Show every line of the listing below that contains the string "ladder", treating uppercase and lowercase letters as distinct.

─── Material for this task

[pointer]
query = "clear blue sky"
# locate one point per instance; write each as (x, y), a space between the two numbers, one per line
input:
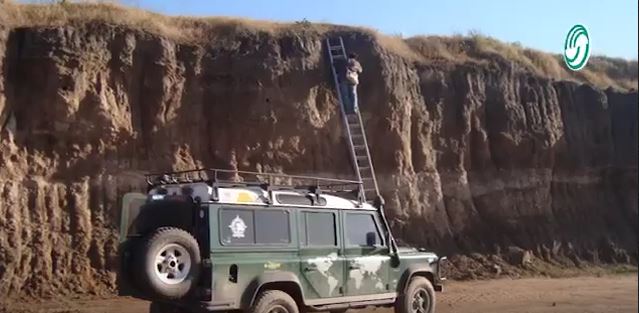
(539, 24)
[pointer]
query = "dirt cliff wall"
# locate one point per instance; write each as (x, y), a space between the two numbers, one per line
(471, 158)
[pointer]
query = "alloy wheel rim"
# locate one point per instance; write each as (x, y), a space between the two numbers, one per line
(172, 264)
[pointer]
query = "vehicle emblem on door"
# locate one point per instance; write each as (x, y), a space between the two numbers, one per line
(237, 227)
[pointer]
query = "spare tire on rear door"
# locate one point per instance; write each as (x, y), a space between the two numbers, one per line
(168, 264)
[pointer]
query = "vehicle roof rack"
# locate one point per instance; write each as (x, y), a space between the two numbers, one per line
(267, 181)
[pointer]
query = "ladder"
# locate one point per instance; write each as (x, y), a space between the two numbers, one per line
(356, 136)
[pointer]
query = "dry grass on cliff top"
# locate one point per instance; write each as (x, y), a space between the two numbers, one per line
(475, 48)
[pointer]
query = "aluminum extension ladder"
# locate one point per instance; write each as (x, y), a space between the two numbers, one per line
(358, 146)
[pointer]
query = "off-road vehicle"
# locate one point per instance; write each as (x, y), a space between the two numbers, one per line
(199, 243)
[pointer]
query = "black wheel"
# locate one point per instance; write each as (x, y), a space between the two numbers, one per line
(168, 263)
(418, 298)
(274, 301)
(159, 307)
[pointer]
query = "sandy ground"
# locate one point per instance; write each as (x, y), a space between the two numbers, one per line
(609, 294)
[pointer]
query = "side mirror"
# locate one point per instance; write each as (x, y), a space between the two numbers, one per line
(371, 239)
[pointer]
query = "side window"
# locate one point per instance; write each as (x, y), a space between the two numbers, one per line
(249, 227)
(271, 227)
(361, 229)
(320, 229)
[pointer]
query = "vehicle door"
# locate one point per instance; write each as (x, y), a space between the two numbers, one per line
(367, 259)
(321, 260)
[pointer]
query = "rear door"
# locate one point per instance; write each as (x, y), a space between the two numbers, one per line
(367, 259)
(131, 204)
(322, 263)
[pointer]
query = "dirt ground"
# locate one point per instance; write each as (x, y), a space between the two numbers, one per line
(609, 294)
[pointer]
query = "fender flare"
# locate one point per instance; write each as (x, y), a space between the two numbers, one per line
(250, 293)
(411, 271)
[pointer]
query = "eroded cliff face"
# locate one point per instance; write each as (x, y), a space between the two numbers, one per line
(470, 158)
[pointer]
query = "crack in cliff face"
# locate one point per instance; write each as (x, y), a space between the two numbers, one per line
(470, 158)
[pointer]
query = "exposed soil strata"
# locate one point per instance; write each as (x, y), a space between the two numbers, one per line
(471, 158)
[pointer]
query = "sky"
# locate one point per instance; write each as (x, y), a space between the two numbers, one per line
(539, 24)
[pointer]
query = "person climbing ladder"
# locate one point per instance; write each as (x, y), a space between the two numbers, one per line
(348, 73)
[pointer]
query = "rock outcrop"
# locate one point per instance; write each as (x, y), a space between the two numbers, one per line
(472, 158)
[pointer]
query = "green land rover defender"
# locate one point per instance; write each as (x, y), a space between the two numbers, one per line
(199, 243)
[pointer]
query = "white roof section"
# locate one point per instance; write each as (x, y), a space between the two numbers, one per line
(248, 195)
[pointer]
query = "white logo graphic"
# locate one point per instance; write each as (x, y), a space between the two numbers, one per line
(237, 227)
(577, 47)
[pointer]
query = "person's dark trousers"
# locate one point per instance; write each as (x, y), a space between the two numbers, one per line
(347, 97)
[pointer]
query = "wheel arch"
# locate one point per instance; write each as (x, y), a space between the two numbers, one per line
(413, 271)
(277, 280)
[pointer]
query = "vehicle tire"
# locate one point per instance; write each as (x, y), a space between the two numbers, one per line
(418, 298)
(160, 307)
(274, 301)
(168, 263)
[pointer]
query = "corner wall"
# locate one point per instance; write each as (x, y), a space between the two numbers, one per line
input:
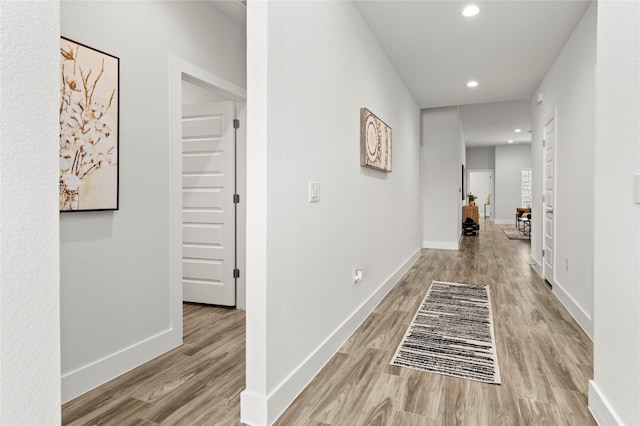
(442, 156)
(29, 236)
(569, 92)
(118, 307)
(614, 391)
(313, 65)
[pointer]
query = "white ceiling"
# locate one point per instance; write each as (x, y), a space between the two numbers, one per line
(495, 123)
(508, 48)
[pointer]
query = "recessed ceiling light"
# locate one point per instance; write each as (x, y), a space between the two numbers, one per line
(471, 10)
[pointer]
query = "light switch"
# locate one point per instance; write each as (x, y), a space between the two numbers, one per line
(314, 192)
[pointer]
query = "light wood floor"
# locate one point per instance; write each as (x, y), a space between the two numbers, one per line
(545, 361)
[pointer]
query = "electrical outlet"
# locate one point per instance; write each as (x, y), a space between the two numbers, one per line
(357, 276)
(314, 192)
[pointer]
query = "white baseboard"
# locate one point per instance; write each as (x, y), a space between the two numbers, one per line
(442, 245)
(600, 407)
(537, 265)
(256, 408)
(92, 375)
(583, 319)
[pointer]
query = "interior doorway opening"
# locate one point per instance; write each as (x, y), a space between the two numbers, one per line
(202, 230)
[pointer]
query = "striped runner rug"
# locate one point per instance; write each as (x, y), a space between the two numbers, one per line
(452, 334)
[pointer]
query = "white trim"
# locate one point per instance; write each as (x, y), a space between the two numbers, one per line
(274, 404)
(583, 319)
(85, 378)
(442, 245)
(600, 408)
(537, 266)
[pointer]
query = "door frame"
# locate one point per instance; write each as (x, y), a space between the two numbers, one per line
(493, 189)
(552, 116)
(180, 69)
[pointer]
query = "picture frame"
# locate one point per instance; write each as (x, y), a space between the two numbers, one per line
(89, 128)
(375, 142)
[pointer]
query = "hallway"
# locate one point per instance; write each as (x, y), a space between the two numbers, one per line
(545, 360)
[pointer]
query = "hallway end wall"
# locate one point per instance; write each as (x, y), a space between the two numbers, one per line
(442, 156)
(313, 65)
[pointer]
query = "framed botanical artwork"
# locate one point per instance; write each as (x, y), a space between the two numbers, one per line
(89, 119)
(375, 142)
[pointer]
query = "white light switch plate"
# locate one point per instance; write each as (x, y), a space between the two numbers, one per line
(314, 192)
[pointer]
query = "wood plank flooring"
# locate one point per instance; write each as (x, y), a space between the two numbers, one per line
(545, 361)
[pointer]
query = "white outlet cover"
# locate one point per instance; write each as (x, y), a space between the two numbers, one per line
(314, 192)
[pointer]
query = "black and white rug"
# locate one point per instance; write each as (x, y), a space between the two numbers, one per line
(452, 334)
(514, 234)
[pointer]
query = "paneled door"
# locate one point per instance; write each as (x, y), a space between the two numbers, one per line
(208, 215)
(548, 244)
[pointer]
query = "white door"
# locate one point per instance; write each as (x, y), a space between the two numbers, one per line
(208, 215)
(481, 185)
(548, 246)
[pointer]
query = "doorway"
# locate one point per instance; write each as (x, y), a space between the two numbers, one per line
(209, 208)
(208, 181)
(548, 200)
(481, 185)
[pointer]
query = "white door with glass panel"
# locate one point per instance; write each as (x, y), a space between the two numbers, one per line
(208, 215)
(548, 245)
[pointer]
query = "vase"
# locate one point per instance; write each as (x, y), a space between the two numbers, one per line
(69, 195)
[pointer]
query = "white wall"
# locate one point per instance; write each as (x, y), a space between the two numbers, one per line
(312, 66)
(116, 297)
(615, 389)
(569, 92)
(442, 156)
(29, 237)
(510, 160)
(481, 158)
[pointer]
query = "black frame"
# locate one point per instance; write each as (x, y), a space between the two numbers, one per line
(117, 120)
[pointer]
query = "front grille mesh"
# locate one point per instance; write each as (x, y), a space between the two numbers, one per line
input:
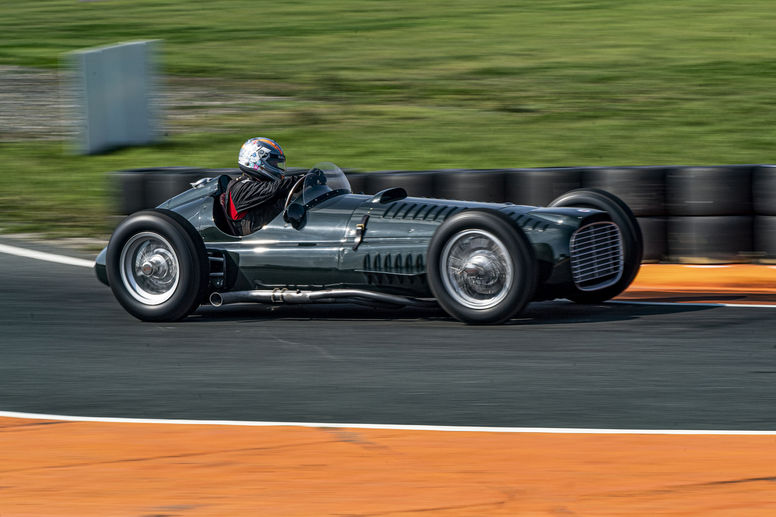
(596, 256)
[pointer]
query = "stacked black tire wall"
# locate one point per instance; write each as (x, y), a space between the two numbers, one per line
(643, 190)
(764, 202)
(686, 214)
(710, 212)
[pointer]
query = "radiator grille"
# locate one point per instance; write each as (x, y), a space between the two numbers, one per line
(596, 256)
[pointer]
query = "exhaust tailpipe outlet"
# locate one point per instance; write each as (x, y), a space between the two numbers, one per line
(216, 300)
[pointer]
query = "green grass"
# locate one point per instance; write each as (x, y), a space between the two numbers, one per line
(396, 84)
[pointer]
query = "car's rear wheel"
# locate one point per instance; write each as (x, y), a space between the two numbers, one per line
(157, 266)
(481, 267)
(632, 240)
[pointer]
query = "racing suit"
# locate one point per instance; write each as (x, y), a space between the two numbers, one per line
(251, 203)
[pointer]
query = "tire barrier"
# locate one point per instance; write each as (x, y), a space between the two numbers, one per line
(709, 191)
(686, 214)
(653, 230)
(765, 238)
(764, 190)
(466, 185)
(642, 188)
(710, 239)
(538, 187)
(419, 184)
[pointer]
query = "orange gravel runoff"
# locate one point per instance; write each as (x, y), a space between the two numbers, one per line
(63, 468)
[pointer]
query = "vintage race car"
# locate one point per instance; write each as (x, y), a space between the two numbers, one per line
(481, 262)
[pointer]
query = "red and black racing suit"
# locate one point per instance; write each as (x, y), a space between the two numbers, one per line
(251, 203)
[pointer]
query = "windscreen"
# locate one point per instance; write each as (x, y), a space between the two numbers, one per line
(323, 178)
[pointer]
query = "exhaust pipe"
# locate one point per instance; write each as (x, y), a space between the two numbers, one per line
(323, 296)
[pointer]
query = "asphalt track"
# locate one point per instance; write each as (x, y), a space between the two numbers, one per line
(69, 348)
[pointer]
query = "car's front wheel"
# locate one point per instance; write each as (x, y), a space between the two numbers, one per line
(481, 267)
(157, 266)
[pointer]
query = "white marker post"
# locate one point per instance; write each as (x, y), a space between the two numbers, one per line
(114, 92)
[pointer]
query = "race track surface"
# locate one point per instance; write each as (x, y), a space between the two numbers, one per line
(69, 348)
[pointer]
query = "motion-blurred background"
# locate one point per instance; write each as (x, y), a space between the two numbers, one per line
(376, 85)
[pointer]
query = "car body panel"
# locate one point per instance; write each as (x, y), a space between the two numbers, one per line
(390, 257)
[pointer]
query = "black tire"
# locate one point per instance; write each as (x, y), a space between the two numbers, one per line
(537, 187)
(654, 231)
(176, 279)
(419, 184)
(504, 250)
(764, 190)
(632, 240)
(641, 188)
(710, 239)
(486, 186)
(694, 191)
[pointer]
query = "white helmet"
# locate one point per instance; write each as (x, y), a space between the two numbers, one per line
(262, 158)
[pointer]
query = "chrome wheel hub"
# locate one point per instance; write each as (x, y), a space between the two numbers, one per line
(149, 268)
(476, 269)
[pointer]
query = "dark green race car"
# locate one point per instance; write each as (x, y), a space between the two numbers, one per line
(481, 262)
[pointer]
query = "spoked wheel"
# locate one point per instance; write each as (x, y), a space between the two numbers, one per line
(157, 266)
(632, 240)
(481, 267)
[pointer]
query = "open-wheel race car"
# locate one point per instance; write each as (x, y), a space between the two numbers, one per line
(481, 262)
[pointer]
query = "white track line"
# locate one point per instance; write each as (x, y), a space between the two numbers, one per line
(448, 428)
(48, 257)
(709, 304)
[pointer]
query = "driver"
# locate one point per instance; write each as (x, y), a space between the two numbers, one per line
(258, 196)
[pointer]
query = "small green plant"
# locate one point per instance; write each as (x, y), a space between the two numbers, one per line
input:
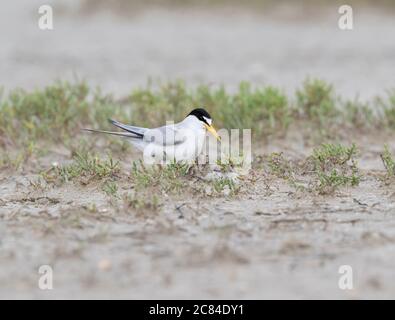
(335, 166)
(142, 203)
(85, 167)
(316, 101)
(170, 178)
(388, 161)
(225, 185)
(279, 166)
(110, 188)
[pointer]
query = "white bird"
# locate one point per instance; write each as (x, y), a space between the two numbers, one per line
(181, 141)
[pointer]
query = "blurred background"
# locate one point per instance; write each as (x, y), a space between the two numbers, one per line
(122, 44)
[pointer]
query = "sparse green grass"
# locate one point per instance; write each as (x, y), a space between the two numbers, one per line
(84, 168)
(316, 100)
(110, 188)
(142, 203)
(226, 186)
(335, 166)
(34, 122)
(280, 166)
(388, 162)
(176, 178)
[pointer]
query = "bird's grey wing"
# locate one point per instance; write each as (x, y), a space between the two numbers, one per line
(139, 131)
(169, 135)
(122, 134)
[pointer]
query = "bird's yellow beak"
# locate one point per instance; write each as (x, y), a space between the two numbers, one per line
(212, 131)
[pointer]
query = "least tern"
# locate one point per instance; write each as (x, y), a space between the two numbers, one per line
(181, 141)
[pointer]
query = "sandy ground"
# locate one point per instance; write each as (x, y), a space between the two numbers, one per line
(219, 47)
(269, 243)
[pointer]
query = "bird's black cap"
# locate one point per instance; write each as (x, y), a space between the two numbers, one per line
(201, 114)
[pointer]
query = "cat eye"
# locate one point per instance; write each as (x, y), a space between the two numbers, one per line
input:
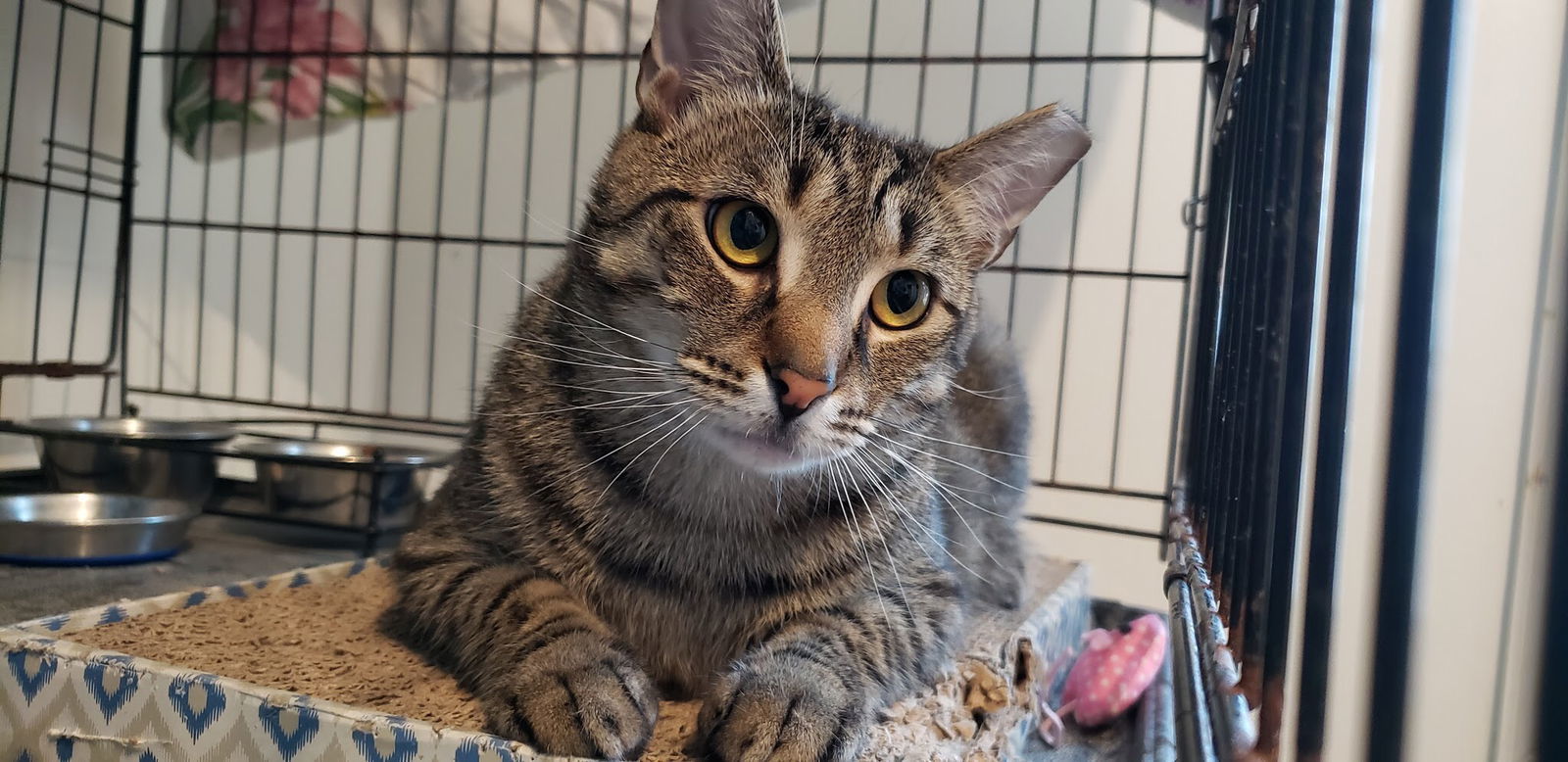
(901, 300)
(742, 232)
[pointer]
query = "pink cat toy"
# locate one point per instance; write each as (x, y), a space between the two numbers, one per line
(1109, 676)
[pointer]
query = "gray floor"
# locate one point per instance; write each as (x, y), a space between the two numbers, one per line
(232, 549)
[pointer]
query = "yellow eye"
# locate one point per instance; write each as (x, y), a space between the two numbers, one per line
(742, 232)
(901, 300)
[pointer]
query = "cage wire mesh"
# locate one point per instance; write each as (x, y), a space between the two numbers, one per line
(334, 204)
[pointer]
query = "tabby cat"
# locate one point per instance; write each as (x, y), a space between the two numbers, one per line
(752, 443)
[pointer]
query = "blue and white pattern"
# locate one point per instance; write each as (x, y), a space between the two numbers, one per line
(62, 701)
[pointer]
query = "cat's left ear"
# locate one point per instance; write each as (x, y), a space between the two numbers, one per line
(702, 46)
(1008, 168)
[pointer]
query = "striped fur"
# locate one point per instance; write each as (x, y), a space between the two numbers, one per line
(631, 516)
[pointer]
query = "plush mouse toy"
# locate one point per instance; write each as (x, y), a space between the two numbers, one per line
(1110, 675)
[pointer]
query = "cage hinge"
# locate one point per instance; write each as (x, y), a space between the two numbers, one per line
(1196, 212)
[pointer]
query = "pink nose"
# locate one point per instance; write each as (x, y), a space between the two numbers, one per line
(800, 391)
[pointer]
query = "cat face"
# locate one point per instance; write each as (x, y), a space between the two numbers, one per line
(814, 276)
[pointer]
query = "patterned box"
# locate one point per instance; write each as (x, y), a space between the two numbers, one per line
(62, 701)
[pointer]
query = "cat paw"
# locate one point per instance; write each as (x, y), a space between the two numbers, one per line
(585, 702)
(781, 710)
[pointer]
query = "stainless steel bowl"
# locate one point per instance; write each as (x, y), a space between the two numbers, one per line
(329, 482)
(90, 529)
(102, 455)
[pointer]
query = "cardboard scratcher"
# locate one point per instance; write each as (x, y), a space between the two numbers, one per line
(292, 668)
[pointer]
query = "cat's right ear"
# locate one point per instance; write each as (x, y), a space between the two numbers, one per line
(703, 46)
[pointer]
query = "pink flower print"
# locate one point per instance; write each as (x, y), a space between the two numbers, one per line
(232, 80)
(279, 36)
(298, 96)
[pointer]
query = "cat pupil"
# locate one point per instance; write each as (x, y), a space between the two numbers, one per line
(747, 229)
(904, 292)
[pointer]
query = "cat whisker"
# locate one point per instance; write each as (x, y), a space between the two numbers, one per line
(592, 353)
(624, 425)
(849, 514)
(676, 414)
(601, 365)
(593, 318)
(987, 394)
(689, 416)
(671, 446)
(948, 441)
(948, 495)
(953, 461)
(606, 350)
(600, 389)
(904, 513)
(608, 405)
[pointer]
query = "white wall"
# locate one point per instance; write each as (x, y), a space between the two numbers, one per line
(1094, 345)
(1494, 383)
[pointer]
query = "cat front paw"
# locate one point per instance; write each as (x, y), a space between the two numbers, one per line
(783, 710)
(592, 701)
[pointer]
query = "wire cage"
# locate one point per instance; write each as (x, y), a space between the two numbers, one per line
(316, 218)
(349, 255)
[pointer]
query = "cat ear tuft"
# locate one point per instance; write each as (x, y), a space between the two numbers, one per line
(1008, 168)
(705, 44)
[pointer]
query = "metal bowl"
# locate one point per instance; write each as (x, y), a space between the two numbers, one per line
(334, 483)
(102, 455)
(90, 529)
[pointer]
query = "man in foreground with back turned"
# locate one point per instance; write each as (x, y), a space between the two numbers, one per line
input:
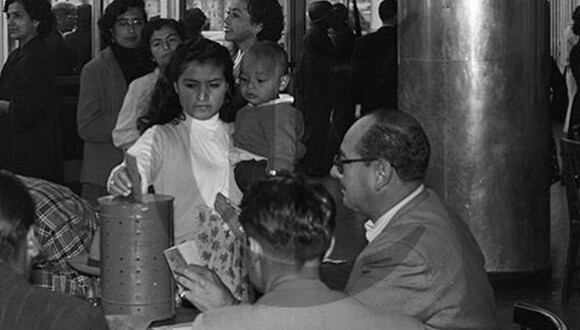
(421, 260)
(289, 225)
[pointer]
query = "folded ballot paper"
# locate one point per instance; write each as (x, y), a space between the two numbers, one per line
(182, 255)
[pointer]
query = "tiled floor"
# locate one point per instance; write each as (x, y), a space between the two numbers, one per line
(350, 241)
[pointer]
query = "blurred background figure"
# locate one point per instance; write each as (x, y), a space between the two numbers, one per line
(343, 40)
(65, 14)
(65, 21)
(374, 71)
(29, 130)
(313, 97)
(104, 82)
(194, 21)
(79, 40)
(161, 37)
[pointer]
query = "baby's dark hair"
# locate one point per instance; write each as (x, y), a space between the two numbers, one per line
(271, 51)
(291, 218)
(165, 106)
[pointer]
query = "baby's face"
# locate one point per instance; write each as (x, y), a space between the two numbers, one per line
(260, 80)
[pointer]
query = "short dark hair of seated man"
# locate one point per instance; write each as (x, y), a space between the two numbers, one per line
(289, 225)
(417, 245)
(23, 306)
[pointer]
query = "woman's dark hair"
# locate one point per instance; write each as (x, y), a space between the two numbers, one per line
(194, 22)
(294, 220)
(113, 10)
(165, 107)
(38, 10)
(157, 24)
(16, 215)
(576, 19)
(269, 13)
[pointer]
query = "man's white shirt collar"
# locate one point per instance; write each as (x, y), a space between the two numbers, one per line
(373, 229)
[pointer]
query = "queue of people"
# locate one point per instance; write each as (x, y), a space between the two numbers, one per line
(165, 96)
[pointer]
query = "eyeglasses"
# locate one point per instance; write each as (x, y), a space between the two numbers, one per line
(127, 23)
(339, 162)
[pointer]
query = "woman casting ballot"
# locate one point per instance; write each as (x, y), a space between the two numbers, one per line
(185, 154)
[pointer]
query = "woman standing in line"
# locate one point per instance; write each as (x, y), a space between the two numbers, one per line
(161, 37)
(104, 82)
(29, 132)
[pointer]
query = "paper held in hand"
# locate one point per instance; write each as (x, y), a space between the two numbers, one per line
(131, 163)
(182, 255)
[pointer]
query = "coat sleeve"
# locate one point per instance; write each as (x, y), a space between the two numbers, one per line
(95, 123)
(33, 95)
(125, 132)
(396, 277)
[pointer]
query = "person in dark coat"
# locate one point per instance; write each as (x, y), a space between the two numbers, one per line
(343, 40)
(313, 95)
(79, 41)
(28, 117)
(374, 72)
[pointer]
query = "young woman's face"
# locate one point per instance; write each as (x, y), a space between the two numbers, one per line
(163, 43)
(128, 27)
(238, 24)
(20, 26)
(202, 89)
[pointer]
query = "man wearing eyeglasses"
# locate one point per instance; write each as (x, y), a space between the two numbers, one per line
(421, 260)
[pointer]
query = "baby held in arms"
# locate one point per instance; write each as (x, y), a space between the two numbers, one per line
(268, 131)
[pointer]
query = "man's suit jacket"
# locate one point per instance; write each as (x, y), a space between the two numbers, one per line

──────

● **Task result**
query = "ladder"
query = "aluminum extension ladder"
query = "person climbing ladder"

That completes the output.